(DATA EXTRACT)

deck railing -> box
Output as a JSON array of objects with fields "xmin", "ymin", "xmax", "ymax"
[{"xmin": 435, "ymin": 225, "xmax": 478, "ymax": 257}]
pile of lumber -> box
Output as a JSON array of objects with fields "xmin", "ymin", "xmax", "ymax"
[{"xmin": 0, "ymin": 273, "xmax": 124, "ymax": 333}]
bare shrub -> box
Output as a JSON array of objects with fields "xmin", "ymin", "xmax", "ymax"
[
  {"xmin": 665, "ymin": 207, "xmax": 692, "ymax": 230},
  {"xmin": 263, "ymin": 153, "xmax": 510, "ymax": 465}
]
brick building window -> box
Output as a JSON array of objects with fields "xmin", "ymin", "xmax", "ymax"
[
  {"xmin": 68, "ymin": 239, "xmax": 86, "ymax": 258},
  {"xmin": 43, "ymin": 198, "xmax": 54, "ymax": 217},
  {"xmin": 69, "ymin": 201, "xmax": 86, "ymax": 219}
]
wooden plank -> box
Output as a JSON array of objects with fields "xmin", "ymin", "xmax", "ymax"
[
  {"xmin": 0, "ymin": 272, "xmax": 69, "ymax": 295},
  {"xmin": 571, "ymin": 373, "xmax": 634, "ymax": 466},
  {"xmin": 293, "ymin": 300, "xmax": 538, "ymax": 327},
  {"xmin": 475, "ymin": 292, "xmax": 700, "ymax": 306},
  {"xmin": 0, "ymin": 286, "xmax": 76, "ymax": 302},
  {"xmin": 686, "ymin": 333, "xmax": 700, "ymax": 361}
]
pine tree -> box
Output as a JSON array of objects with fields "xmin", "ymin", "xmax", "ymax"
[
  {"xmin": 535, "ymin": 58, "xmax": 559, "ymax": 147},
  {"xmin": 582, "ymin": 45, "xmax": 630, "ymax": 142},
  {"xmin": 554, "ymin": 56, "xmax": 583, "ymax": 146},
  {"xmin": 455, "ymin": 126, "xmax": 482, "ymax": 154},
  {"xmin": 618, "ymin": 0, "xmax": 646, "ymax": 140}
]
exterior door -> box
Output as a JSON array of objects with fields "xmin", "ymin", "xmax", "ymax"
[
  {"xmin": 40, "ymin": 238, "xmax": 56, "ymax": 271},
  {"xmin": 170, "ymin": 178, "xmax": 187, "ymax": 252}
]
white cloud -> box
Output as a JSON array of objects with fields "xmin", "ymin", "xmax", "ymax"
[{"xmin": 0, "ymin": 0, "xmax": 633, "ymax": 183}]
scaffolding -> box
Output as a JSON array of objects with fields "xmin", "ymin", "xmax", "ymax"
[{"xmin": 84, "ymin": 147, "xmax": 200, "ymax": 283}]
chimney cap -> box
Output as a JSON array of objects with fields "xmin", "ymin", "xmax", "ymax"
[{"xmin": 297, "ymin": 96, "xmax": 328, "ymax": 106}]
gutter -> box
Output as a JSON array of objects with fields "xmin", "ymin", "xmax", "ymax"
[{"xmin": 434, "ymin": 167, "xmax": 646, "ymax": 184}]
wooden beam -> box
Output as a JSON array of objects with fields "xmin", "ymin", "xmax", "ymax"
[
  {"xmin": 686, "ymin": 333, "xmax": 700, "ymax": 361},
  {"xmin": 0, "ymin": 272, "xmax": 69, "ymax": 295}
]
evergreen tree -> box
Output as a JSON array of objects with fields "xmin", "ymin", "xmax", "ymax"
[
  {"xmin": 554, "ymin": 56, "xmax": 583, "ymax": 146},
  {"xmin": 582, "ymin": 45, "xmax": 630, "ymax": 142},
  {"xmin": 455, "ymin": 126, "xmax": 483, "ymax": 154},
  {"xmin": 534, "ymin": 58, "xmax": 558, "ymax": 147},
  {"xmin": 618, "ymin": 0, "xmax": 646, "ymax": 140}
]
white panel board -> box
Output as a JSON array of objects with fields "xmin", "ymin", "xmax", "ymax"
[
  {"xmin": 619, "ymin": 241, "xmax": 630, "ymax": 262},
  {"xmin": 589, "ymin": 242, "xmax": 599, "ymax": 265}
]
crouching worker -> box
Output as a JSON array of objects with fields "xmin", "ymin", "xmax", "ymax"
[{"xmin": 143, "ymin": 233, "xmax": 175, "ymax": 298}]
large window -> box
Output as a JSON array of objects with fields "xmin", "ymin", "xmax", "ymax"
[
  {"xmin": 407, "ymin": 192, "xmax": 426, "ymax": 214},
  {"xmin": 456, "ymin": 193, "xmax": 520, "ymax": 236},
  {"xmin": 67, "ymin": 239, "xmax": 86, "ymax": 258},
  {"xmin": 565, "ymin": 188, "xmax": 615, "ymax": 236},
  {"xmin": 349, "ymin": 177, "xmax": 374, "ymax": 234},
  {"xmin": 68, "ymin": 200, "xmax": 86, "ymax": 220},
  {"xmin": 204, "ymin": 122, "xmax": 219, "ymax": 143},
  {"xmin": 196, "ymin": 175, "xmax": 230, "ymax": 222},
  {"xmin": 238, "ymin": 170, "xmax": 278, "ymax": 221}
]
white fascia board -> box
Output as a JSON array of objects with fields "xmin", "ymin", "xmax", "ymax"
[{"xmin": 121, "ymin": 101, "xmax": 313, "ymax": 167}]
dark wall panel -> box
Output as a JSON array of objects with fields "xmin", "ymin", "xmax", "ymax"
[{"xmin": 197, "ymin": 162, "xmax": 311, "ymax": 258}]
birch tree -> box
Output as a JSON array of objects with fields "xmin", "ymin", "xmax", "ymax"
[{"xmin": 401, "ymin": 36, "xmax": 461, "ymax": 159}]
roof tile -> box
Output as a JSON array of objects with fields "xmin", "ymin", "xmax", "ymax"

(End DATA EXTRACT)
(DATA EXTRACT)

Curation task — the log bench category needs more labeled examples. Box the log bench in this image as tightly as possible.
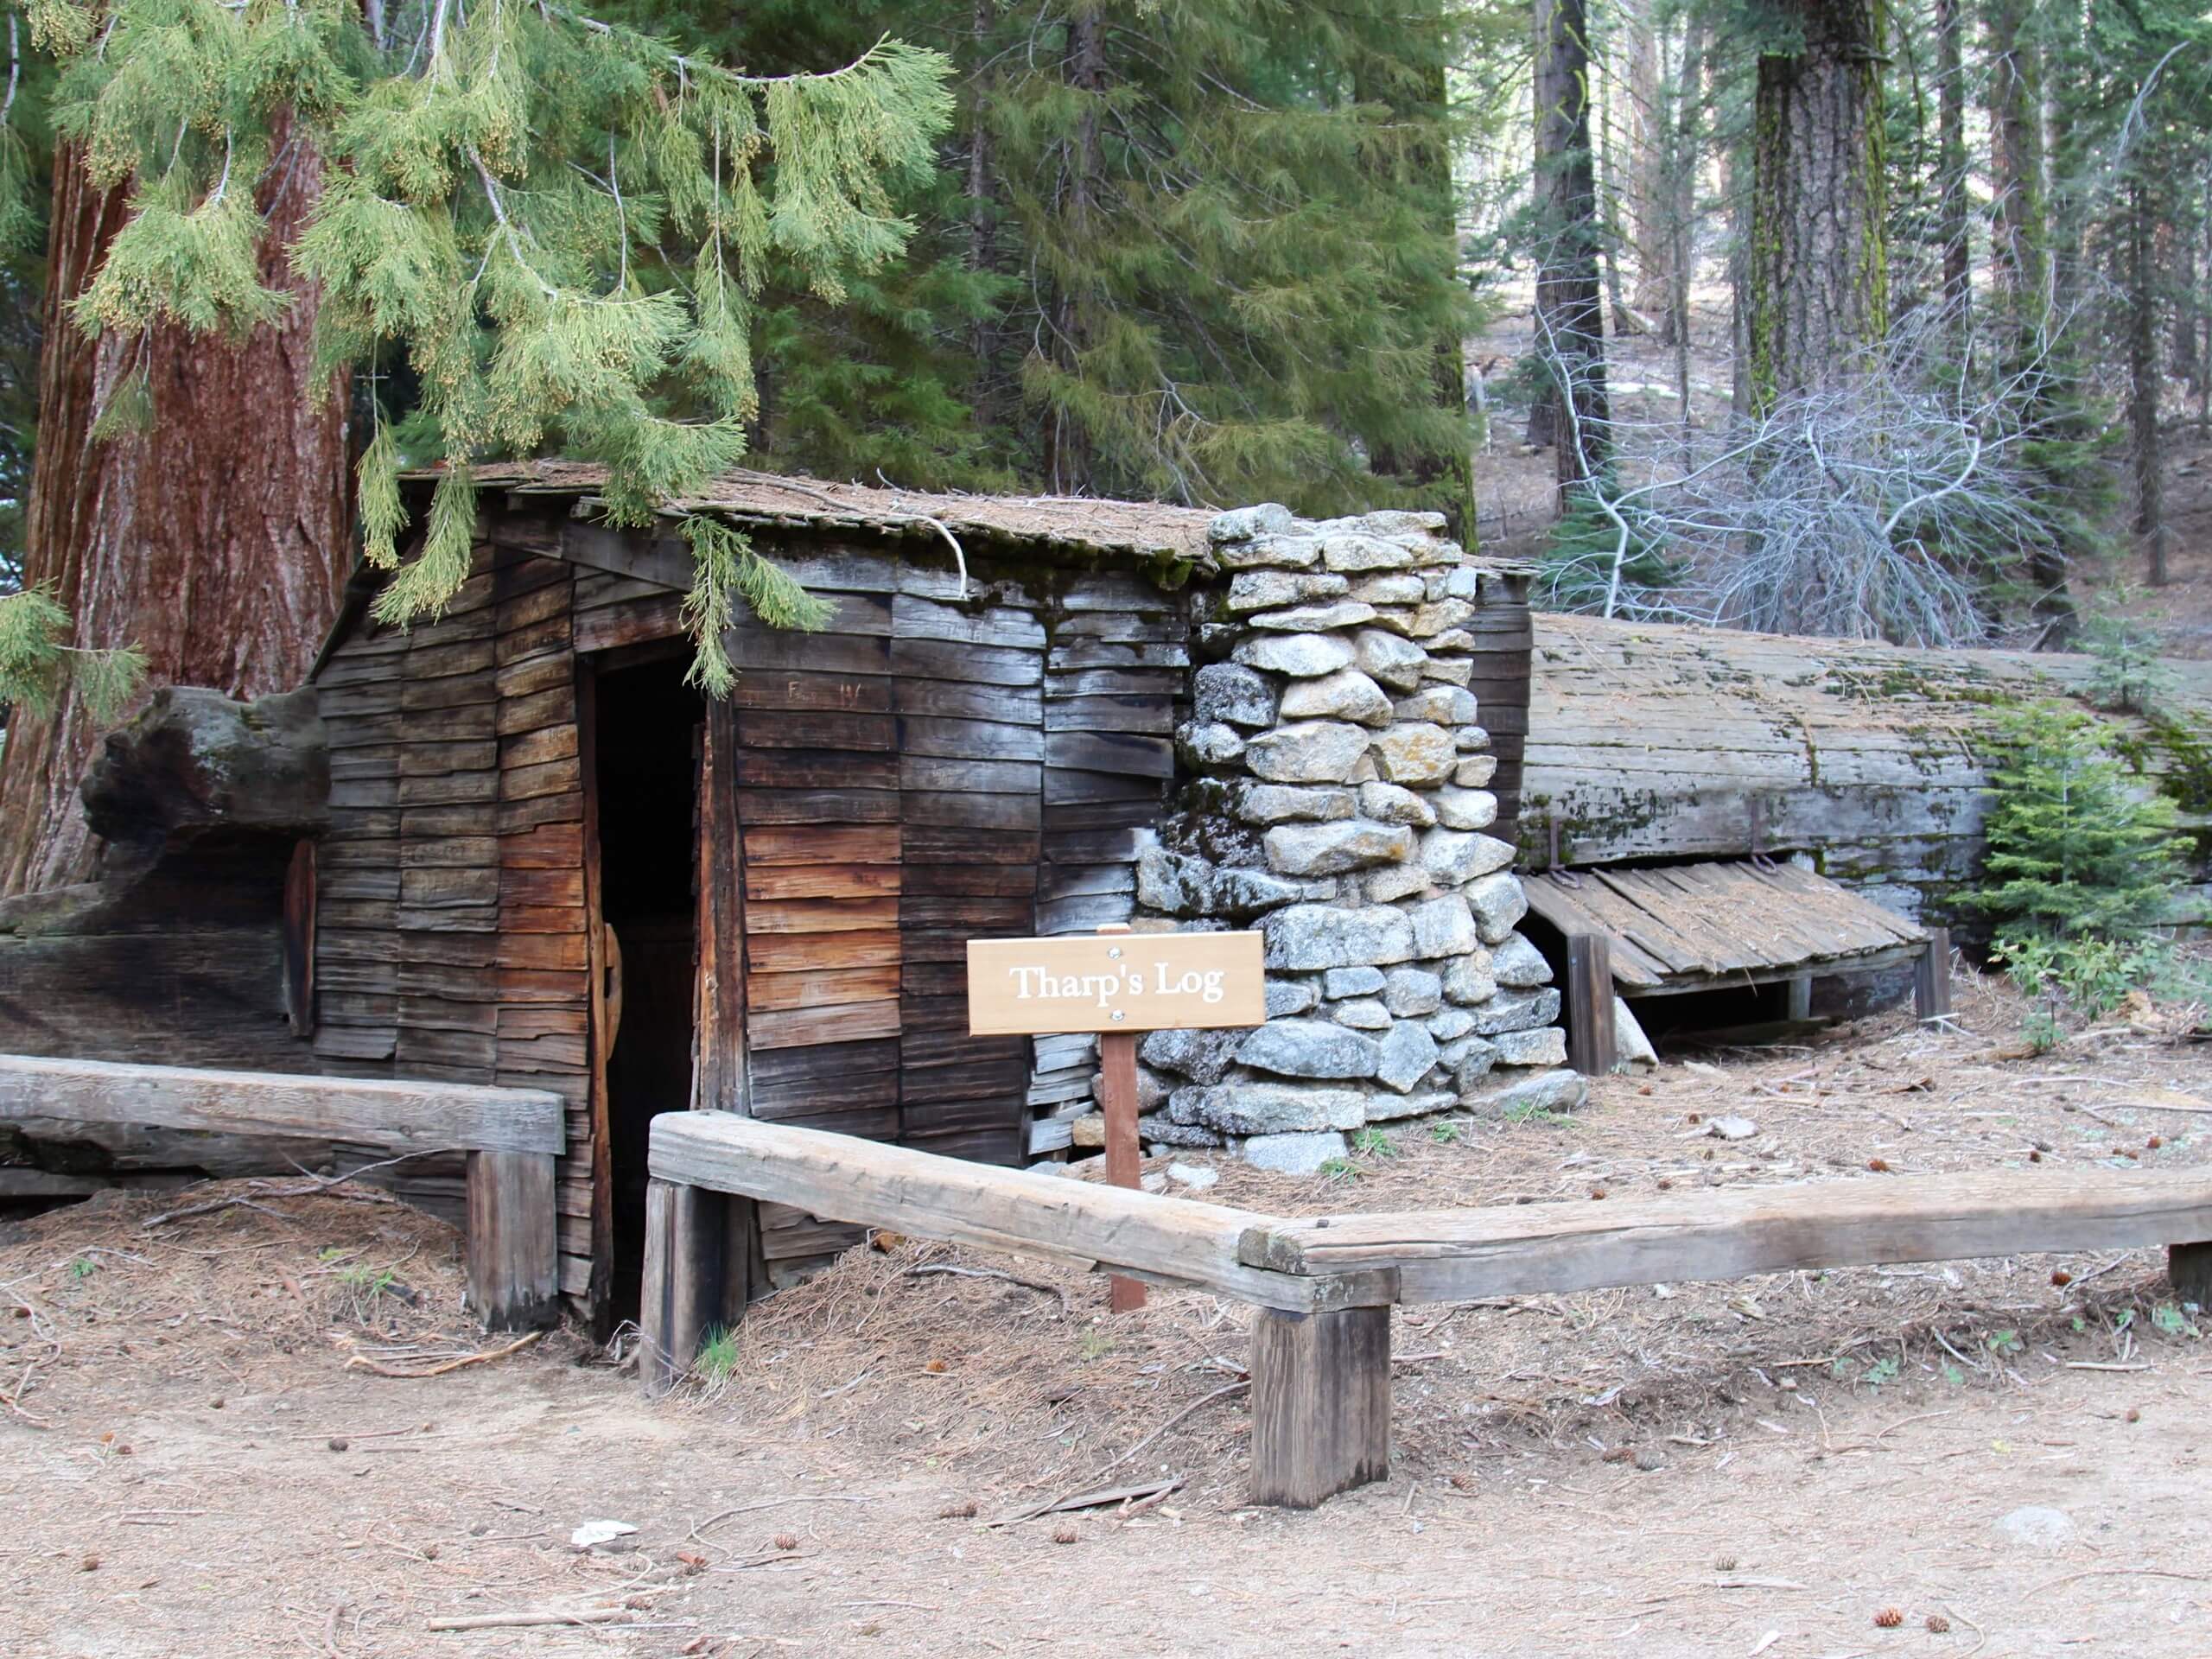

(End DATA EXTRACT)

**WHAT THE TASK ASKS**
Your reply is to repeat, unchanged, the lines above running from the one with "evergreen tree -> box" up to and including the one with "large window -> box".

**EXERCISE ANSWER**
evergreen tree -> box
Output as a JSON array of objects with fields "xmin", "ymin", "xmax", "ymax"
[
  {"xmin": 554, "ymin": 56, "xmax": 583, "ymax": 146},
  {"xmin": 582, "ymin": 45, "xmax": 630, "ymax": 142},
  {"xmin": 455, "ymin": 126, "xmax": 483, "ymax": 154},
  {"xmin": 534, "ymin": 58, "xmax": 558, "ymax": 147},
  {"xmin": 618, "ymin": 0, "xmax": 646, "ymax": 140}
]
white panel board -> box
Output as a JSON array of objects with fields "xmin", "ymin", "xmax", "ymax"
[
  {"xmin": 619, "ymin": 241, "xmax": 630, "ymax": 262},
  {"xmin": 589, "ymin": 242, "xmax": 599, "ymax": 265}
]
crouching worker -> box
Output as a JSON array of objects with fields "xmin", "ymin", "xmax", "ymax"
[{"xmin": 143, "ymin": 233, "xmax": 175, "ymax": 298}]
large window -> box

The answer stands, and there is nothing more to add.